Text segment:
=== Section Start ===
$73M dinosaur fossil park and museum coming to N.J.

Jean & Ric Edelman Fossil Park Museum

A rendering of the Jean & Ric Edelman Fossil Park Museum of Rowan University. A groundbreaking ceremony was held over the weekend in Mantua Twp. N.J.

An event that was 66 million years in the making took place over the weekend near Rowan University.

The Gloucester County school broke ground on a $73 million dinosaur fossil park museum on the site of a prehistoric treasure trove of relics just a few miles from its campus in Glassboro.

The 44,000-square-foot facility in Mantua Township will perch above a former marl quarry where 66 million-year-old marine and terrestrial fossils have been found.

“We are building a museum like no other, on a fossil site of global importance that will connect visitors to the ancient past...and to Rowan University,” Kenneth Lacovara, dean of the school of Earth & Environment and director of the Jean & Ric Edelman Fossil Park, said in a statement.

One of the museum’s planned exhibits will include a recreated Dryptosaurus, the first discovered tyrannosaur, which was found a mile from the Fossil Park site in 1866, and a 53-foot mosasaur, like one discovered at the fossil park site, a statement from the school said.

The Edelmans, Rowan alumni, “gave $25 million to develop it as a unique research ecosystem that supports scientific, undergraduate and ‘citizen science’ opportunities,” the statement said. “Pre-pandemic, the park hosted thousands of visitors per year, from school kids on bus trips to business people and community leaders, all of whom are drawn to the prospect of finding genuine, Late Cretaceous-era, fossils.”

Jean & Ric Edelman Fossil Park Museum of Rowan University

A rendering of the Jean & Ric Edelman Fossil Park Museum of Rowan University. A groundbreaking ceremony was held over the weekend in Mantua Twp. N.J.
=== Section End ===
Stored entries:
=== Section Start ===
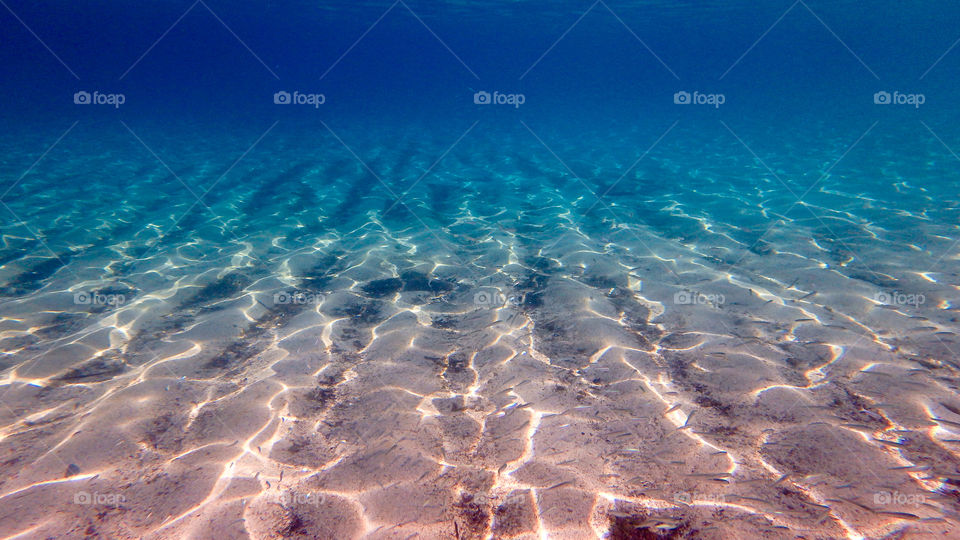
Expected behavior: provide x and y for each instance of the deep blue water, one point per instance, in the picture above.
(608, 215)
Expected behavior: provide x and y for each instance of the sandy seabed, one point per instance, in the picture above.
(483, 359)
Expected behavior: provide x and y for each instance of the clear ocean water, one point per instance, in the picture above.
(445, 269)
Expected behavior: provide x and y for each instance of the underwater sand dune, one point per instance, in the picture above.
(463, 358)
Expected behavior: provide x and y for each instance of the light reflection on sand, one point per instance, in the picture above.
(512, 373)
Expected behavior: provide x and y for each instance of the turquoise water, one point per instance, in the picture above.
(500, 270)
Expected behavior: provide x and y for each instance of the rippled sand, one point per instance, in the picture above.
(496, 355)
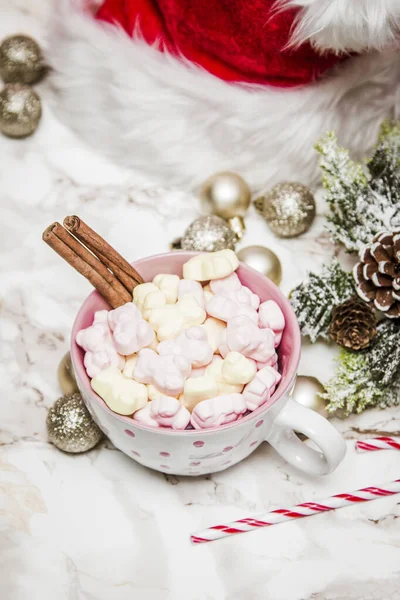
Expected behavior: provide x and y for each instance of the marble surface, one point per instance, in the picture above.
(99, 526)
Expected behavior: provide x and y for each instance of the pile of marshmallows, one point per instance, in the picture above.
(185, 354)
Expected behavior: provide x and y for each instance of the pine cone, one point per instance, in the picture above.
(353, 324)
(377, 275)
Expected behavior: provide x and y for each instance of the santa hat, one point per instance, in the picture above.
(178, 90)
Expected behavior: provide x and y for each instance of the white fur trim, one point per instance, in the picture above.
(347, 25)
(177, 124)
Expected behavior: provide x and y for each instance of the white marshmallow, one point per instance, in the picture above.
(214, 329)
(170, 320)
(168, 285)
(197, 389)
(124, 396)
(211, 265)
(237, 369)
(223, 387)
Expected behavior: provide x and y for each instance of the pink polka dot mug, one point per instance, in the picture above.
(195, 452)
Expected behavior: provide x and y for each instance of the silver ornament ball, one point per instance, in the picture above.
(289, 209)
(208, 234)
(20, 110)
(263, 260)
(21, 60)
(307, 392)
(70, 426)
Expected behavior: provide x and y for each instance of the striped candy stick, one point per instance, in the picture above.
(306, 509)
(378, 443)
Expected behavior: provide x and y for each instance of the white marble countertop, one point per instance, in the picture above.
(98, 526)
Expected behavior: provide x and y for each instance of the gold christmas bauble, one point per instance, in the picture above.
(306, 392)
(20, 110)
(263, 260)
(70, 426)
(226, 195)
(208, 234)
(21, 60)
(289, 209)
(66, 376)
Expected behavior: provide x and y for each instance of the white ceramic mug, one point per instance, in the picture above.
(197, 452)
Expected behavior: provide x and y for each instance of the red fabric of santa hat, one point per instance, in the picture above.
(236, 40)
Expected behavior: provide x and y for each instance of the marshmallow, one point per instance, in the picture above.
(214, 328)
(167, 373)
(124, 396)
(168, 285)
(231, 287)
(225, 286)
(272, 317)
(207, 295)
(211, 265)
(197, 389)
(130, 332)
(187, 286)
(218, 411)
(100, 351)
(148, 296)
(271, 362)
(130, 365)
(237, 369)
(243, 335)
(259, 391)
(170, 320)
(199, 372)
(191, 343)
(224, 309)
(164, 411)
(223, 387)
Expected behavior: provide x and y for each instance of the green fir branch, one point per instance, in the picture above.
(361, 201)
(314, 300)
(370, 378)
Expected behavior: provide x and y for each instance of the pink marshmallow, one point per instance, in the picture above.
(261, 388)
(243, 335)
(218, 411)
(164, 411)
(225, 308)
(188, 286)
(100, 351)
(191, 343)
(167, 373)
(271, 317)
(130, 331)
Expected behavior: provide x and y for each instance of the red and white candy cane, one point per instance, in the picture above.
(379, 443)
(306, 509)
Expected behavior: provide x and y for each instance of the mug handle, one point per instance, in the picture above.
(293, 416)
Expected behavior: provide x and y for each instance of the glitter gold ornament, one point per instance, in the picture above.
(70, 426)
(306, 392)
(263, 260)
(20, 110)
(289, 209)
(66, 376)
(228, 196)
(21, 60)
(208, 234)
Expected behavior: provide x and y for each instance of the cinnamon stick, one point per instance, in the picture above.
(98, 245)
(127, 281)
(85, 263)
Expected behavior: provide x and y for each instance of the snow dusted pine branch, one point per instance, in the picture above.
(314, 300)
(362, 201)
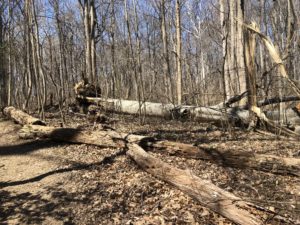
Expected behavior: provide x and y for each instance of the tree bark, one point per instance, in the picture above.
(267, 163)
(209, 195)
(22, 117)
(178, 52)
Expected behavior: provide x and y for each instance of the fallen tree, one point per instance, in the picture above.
(209, 195)
(234, 115)
(205, 114)
(267, 163)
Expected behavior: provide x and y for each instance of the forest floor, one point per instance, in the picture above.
(46, 182)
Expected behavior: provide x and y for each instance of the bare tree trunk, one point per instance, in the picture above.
(28, 57)
(39, 63)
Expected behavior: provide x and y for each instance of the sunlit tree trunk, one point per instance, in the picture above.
(178, 52)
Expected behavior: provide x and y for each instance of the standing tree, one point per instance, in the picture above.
(178, 52)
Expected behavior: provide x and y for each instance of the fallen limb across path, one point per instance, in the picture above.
(206, 193)
(215, 114)
(21, 117)
(267, 163)
(209, 195)
(204, 114)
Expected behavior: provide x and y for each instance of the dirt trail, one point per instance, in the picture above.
(27, 179)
=== Section End ===
Write out the passage of the fossil park museum article from "The Gloucester County" to "campus in Glassboro.".

Solution:
The Gloucester County school broke ground on a $73 million dinosaur fossil park museum on the site of a prehistoric treasure trove of relics just a few miles from its campus in Glassboro.